**Short problem**: Retype word for word the lines of the entries starting at the one containing "Objective — for every instance of the boy's chin, mark" and ending with the final line of the entries.

**Extracted information**:
******

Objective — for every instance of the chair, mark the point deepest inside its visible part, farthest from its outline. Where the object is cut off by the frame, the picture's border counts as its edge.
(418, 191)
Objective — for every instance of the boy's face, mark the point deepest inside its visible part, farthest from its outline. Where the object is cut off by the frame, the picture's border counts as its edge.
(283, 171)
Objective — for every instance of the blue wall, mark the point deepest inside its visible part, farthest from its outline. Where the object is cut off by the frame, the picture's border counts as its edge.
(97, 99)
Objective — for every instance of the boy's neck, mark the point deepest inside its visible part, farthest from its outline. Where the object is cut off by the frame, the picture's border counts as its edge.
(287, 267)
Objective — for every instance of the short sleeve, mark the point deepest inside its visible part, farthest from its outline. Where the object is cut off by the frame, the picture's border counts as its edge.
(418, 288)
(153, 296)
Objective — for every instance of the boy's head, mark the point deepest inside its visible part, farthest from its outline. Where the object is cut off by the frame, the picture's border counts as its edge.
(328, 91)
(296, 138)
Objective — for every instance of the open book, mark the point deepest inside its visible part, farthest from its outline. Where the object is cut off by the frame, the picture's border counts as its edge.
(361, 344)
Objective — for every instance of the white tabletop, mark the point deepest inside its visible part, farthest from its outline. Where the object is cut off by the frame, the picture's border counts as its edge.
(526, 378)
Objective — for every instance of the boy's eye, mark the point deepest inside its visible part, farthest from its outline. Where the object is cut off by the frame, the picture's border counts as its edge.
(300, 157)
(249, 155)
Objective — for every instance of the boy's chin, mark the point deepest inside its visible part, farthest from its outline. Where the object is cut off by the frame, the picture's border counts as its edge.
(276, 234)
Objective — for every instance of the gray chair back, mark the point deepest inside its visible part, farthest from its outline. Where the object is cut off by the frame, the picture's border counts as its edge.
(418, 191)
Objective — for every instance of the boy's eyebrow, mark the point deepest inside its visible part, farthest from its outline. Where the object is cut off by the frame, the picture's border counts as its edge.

******

**The reply**:
Objective — for every instance of the boy's chin, mark the point deepest inside its visible part, farthest from its outline. Where the object is cut off by the frame, the picture's border counts as its edge.
(276, 234)
Objective — for every instance of the gray chair back, mark the point deepest inside its visible part, farthest from its outline. Where the object is cut off by the frame, the picture's border counts as its edge.
(418, 191)
Objective — for every instance of the boy's eyebrow, mark the point deepest inside its visible part, farthest from its outline. Where the object is cut off by the frame, the picture's border counts as its edge.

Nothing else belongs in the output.